Saved entries:
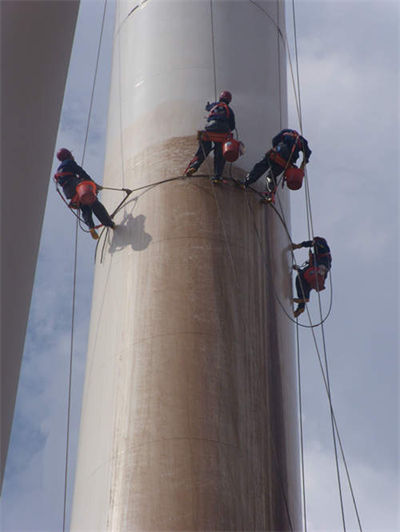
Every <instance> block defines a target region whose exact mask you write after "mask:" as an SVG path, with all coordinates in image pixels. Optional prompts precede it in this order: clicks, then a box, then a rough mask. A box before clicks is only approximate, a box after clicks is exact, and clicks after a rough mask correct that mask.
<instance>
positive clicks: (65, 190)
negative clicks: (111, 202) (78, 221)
mask: <svg viewBox="0 0 400 532" xmlns="http://www.w3.org/2000/svg"><path fill="white" fill-rule="evenodd" d="M57 159H58V160H59V161H60V165H59V166H58V168H57V172H56V174H55V175H54V179H55V181H56V183H57V184H58V185H60V186H61V187H62V189H63V192H64V195H65V197H66V198H67V199H69V200H72V199H73V198H74V197H75V195H76V187H77V185H78V184H79V183H82V182H83V181H91V182H92V183H94V181H93V179H92V178H91V177H90V176H89V175H88V174H87V173H86V172H85V170H84V169H83V168H81V167H80V166H79V165H78V164H77V163H76V162H75V159H74V157H73V155H72V153H71V152H70V150H67V149H66V148H61V149H60V150H58V152H57ZM96 187H97V190H101V186H100V185H97V184H96ZM79 208H80V210H81V212H82V218H83V221H84V222H85V224H86V225H87V226H88V227H89V231H90V234H91V236H92V238H94V239H95V240H97V239H98V238H99V235H98V234H97V232H96V229H95V227H94V222H93V213H94V214H95V215H96V217H97V218H98V219H99V220H100V222H101V223H102V224H103V225H104V226H105V227H110V228H111V229H114V228H115V224H114V222H113V221H112V219H111V217H110V215H109V214H108V212H107V210H106V208H105V207H104V205H103V204H102V203H100V201H99V200H98V199H97V198H96V200H95V201H94V203H92V204H91V205H82V204H79Z"/></svg>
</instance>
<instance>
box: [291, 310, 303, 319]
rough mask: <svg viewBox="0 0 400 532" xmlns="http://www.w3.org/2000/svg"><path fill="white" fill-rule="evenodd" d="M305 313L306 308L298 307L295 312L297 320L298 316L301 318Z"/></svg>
mask: <svg viewBox="0 0 400 532" xmlns="http://www.w3.org/2000/svg"><path fill="white" fill-rule="evenodd" d="M303 312H304V307H297V309H296V310H295V311H294V312H293V316H294V317H295V318H297V317H298V316H300V314H303Z"/></svg>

YOUR INSTRUCTIONS
Change every "rough mask" in the data above to "coarse mask" and reproduce the data with nothing else altered, leaving out the pictures.

ANSWER SPACE
Every <instance> block defines a target region whose exact mask you write after "mask:" as an SVG path, with all coordinates in image pixels. Optional prompts precede it in this order: clicks, then a box, then a coarse mask. A box before clicks is only approximate, a box after clicks is exact, and clicks after a coarse mask correct that mask.
<instance>
positive clicks: (65, 190)
negative clicks: (111, 202) (78, 221)
mask: <svg viewBox="0 0 400 532" xmlns="http://www.w3.org/2000/svg"><path fill="white" fill-rule="evenodd" d="M57 159H58V160H59V161H60V165H59V166H58V168H57V172H56V174H55V175H54V179H55V181H56V183H57V184H58V185H60V186H61V187H62V189H63V192H64V195H65V197H66V198H67V199H69V200H72V199H73V198H74V197H75V195H76V187H77V185H78V184H79V183H82V182H83V181H91V182H92V183H94V181H93V179H92V178H91V177H90V176H89V175H88V174H87V173H86V172H85V170H84V169H83V168H81V167H80V166H79V165H78V164H77V163H76V162H75V159H74V157H73V155H72V153H71V152H70V150H67V149H66V148H61V149H60V150H58V152H57ZM96 187H97V190H101V186H100V185H97V184H96ZM79 208H80V210H81V212H82V218H83V221H84V222H85V224H86V225H87V226H88V227H89V231H90V234H91V236H92V238H94V239H95V240H97V239H98V238H99V235H98V234H97V232H96V229H95V227H94V222H93V213H94V214H95V215H96V217H97V218H98V219H99V220H100V222H101V223H102V224H103V225H104V226H105V227H110V228H111V229H114V228H115V224H114V222H113V221H112V219H111V217H110V215H109V214H108V212H107V210H106V208H105V207H104V205H103V204H102V203H100V201H99V200H98V199H97V198H96V200H95V201H94V203H92V204H91V205H82V204H79Z"/></svg>
</instance>
<instance>
box: [291, 310, 303, 319]
coarse mask: <svg viewBox="0 0 400 532" xmlns="http://www.w3.org/2000/svg"><path fill="white" fill-rule="evenodd" d="M305 313L306 308L298 307L295 312L297 320L298 316L301 318Z"/></svg>
mask: <svg viewBox="0 0 400 532" xmlns="http://www.w3.org/2000/svg"><path fill="white" fill-rule="evenodd" d="M303 312H304V307H297V309H296V310H295V311H294V312H293V316H294V317H295V318H297V317H298V316H300V314H303Z"/></svg>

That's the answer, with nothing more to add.